(WHAT IS BEING ASKED) Copy the records starting at the line containing "Q: Please detect the standing" and ending at the line containing "[312,206,340,215]", keeping the requests unchanged and shifting every bounding box coordinate in the answers up by 127.

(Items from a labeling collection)

— Start —

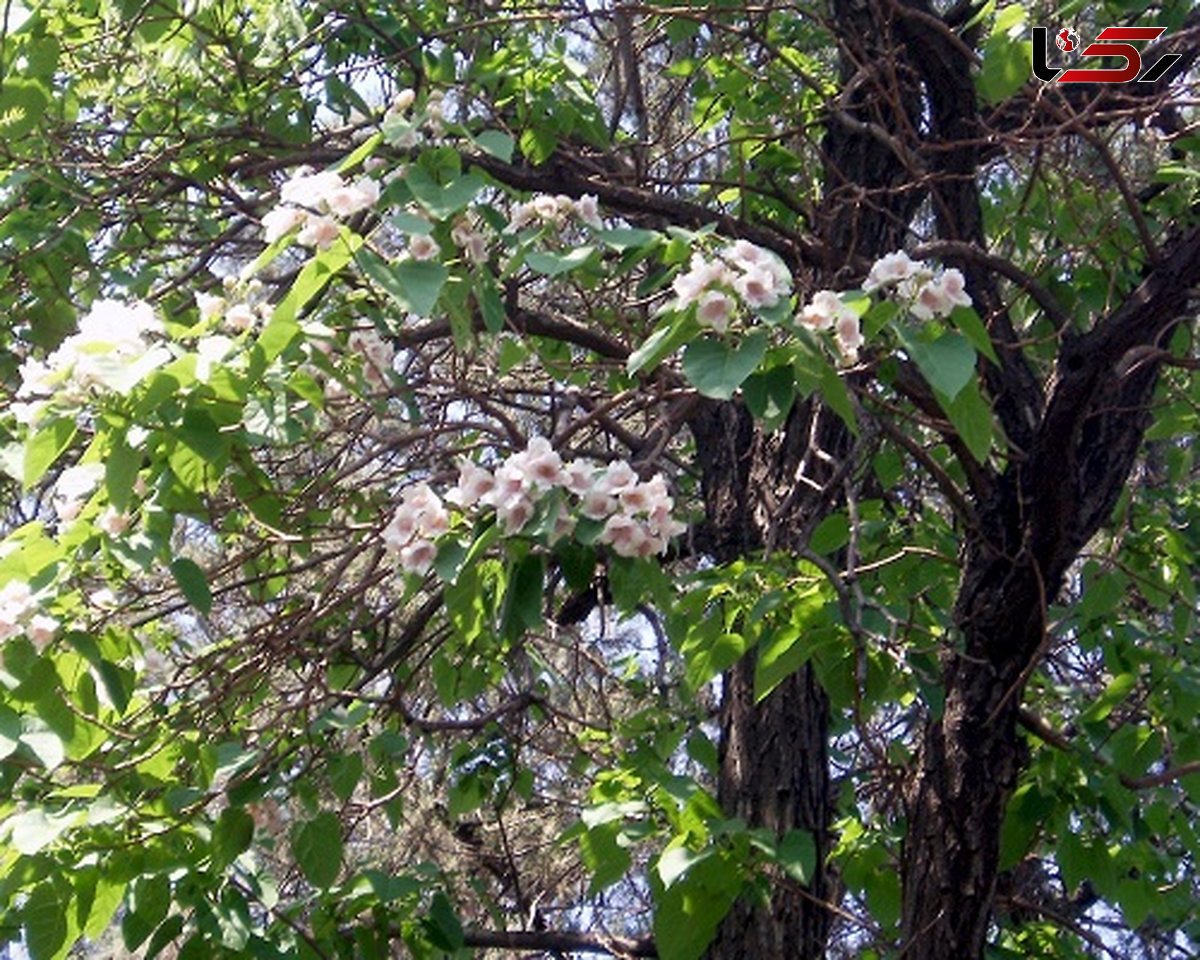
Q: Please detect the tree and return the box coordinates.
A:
[0,0,1200,960]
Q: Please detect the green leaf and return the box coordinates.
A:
[899,328,976,402]
[935,377,994,463]
[470,130,516,163]
[170,557,212,616]
[0,73,50,143]
[20,881,71,960]
[358,250,450,317]
[500,553,545,640]
[426,890,463,953]
[292,811,342,889]
[404,166,487,220]
[212,806,254,871]
[526,246,595,277]
[654,856,742,960]
[683,330,767,400]
[775,830,817,883]
[950,307,1000,366]
[24,416,76,490]
[625,314,700,377]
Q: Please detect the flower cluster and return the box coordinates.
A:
[0,580,59,648]
[671,240,792,334]
[863,251,971,320]
[799,251,971,364]
[13,300,169,422]
[383,437,685,574]
[504,193,604,233]
[382,484,450,574]
[263,168,379,250]
[347,329,396,386]
[446,437,685,557]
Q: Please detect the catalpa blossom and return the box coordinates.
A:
[863,250,925,293]
[17,300,170,400]
[346,329,396,386]
[446,437,685,557]
[382,484,450,576]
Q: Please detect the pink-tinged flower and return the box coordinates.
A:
[508,437,563,490]
[941,268,972,307]
[446,457,496,510]
[400,540,438,576]
[560,460,596,497]
[196,292,226,320]
[580,487,618,520]
[280,170,344,210]
[296,216,338,250]
[96,506,131,536]
[671,253,733,310]
[496,493,534,536]
[530,193,559,223]
[263,206,308,244]
[799,290,853,330]
[389,86,416,113]
[408,233,442,260]
[325,178,379,217]
[910,280,954,320]
[52,463,104,523]
[863,250,925,293]
[599,514,648,557]
[696,290,736,334]
[836,313,863,364]
[224,304,258,334]
[380,505,418,553]
[721,240,792,290]
[550,510,576,546]
[25,613,59,650]
[575,193,604,230]
[733,266,780,310]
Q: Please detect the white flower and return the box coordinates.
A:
[496,493,534,536]
[296,216,338,250]
[280,169,344,210]
[696,290,736,334]
[25,613,59,650]
[941,268,972,307]
[599,514,649,557]
[721,240,792,290]
[575,193,604,230]
[52,463,104,522]
[910,280,954,320]
[196,290,226,320]
[508,437,563,490]
[408,233,442,260]
[96,506,130,536]
[263,206,308,244]
[226,304,258,334]
[389,86,416,113]
[325,178,379,217]
[560,460,596,497]
[863,250,925,293]
[836,313,863,364]
[733,266,781,308]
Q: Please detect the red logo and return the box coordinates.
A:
[1033,26,1182,83]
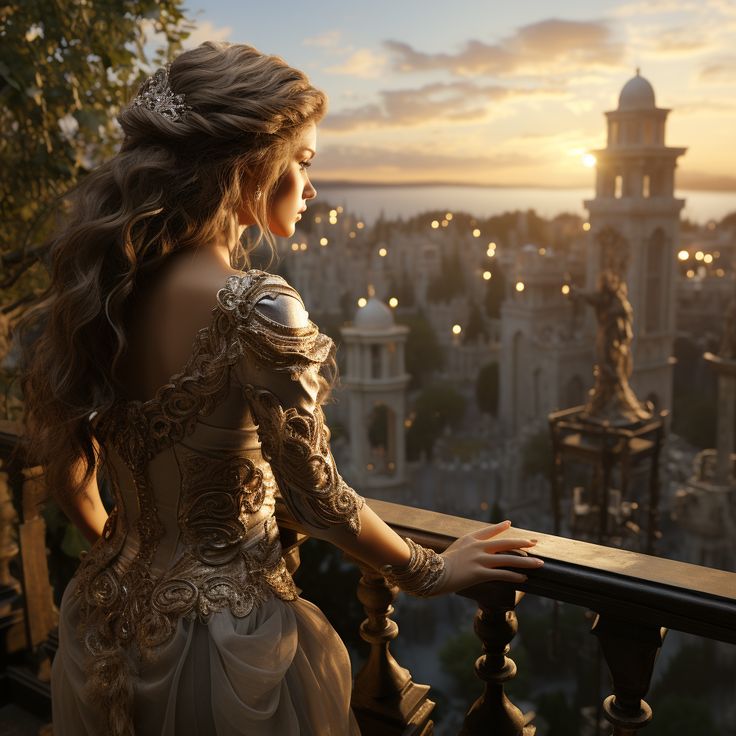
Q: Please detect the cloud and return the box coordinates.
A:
[316,146,544,180]
[611,0,700,18]
[325,49,388,79]
[699,57,736,84]
[322,81,562,132]
[182,20,233,49]
[302,29,342,49]
[650,27,712,56]
[384,18,624,76]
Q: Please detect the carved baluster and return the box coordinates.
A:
[352,565,434,736]
[592,615,667,736]
[460,583,536,736]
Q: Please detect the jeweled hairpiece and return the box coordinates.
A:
[131,64,192,121]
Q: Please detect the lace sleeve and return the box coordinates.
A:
[224,277,363,536]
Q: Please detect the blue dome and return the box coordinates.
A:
[618,69,657,110]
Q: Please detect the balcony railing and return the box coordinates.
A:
[277,499,736,736]
[0,423,736,736]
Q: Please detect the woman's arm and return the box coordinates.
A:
[236,288,541,595]
[57,441,107,544]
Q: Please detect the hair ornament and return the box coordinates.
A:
[131,64,192,122]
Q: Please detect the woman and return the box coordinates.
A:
[24,43,541,736]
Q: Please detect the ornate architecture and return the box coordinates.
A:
[341,296,410,489]
[585,70,686,409]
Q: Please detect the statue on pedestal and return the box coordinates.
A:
[571,270,652,426]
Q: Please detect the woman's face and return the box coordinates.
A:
[268,123,317,238]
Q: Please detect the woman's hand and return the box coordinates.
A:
[431,521,544,596]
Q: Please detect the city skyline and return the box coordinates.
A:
[189,0,736,191]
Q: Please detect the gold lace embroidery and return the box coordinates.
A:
[70,271,334,734]
[243,385,363,536]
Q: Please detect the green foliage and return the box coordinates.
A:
[485,258,506,319]
[400,313,445,388]
[0,0,190,311]
[294,539,366,651]
[388,269,416,308]
[439,631,483,699]
[646,695,724,736]
[521,430,552,478]
[406,384,465,460]
[462,302,488,344]
[427,249,465,303]
[475,362,500,417]
[537,690,580,736]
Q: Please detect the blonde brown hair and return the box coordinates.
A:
[19,42,326,498]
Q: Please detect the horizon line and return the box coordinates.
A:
[312,178,736,195]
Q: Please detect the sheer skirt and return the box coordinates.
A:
[51,581,360,736]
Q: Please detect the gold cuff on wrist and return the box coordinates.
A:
[379,537,445,597]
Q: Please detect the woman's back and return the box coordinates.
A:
[118,248,239,401]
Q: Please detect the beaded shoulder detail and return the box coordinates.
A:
[100,269,334,464]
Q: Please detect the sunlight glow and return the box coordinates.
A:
[583,153,598,169]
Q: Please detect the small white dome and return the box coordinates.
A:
[618,69,657,110]
[353,296,394,332]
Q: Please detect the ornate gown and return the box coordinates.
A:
[52,271,362,736]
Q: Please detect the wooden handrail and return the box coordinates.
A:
[277,499,736,644]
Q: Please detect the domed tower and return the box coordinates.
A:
[585,69,686,409]
[341,296,410,489]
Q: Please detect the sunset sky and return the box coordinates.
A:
[189,0,736,192]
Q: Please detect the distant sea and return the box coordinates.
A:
[315,182,736,224]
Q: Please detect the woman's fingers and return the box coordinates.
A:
[481,537,537,552]
[473,519,511,539]
[480,553,544,570]
[487,570,527,583]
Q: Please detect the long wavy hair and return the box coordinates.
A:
[18,42,327,500]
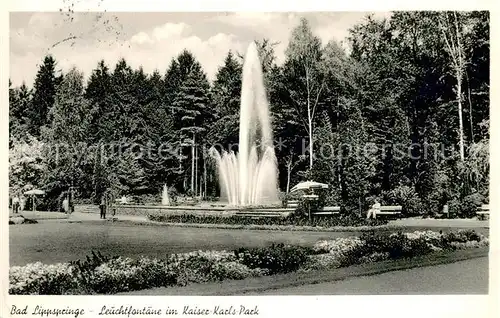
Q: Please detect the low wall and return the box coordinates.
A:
[111,204,294,216]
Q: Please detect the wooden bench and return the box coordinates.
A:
[286,200,299,209]
[476,204,490,219]
[311,206,340,215]
[375,205,403,218]
[177,197,198,206]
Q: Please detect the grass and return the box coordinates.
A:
[119,248,488,296]
[9,221,355,265]
[9,221,488,265]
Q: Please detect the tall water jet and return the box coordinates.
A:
[165,184,170,205]
[211,42,278,206]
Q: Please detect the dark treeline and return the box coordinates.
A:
[9,12,490,213]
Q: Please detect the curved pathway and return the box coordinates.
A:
[245,257,488,295]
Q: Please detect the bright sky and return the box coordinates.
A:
[10,12,389,87]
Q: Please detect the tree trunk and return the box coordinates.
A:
[191,133,195,195]
[465,71,474,144]
[309,128,313,169]
[457,76,465,161]
[286,165,292,193]
[194,144,199,196]
[203,155,207,197]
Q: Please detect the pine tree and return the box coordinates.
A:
[27,55,58,136]
[173,64,211,194]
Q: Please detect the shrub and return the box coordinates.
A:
[235,244,311,275]
[460,193,484,218]
[9,230,489,295]
[388,185,424,215]
[9,262,78,295]
[148,213,387,228]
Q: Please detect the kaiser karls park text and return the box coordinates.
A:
[10,305,259,318]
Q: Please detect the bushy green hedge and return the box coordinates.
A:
[9,231,488,295]
[148,213,387,227]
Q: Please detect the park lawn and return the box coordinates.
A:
[9,221,488,266]
[119,248,489,296]
[9,221,356,266]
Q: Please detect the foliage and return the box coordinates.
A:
[9,230,489,295]
[148,213,387,228]
[235,244,310,275]
[9,11,490,216]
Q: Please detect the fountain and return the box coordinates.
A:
[161,184,170,205]
[210,42,279,206]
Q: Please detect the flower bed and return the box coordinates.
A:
[9,230,488,295]
[148,213,388,228]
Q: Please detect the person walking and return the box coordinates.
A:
[12,194,19,214]
[63,197,69,214]
[99,194,106,219]
[366,199,381,219]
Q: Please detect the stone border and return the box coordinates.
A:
[120,248,489,296]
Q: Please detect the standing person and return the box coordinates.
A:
[99,195,104,219]
[19,195,26,212]
[12,194,19,214]
[63,196,69,214]
[366,199,381,219]
[103,190,109,219]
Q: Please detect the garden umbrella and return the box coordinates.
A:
[290,181,328,192]
[24,189,45,211]
[24,189,45,195]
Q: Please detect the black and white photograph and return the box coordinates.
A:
[5,6,491,300]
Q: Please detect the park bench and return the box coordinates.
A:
[375,205,403,217]
[177,197,197,205]
[476,204,490,219]
[286,200,299,209]
[312,206,340,215]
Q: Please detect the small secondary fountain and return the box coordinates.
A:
[211,42,279,206]
[161,184,174,205]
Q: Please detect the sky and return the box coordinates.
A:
[9,11,390,87]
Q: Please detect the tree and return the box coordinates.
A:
[9,81,31,141]
[208,51,242,145]
[43,68,93,197]
[84,60,114,143]
[284,18,325,169]
[438,12,466,161]
[27,55,59,136]
[9,136,47,194]
[173,59,212,194]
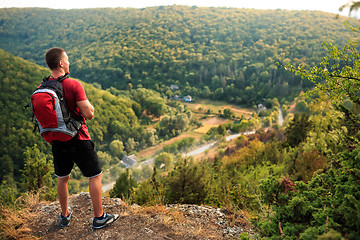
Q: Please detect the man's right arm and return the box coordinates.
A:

— End —

(RESULT OF THE EXERCISE)
Q: Please detect the standing person and return the box coordinates.
A:
[226,322,231,346]
[146,322,153,339]
[139,321,146,341]
[190,323,196,341]
[493,326,508,346]
[230,317,236,346]
Q: Please detect the garden umbrella and return the box coordinates.
A:
[417,308,455,319]
[151,316,172,338]
[151,316,172,322]
Q: Please detect the black and white photograph and return the box coordinates.
A:
[132,133,618,427]
Q: Please detect the park bench and return the box coordinates.
A:
[502,332,530,344]
[304,324,324,332]
[603,331,617,346]
[413,327,426,336]
[439,333,467,342]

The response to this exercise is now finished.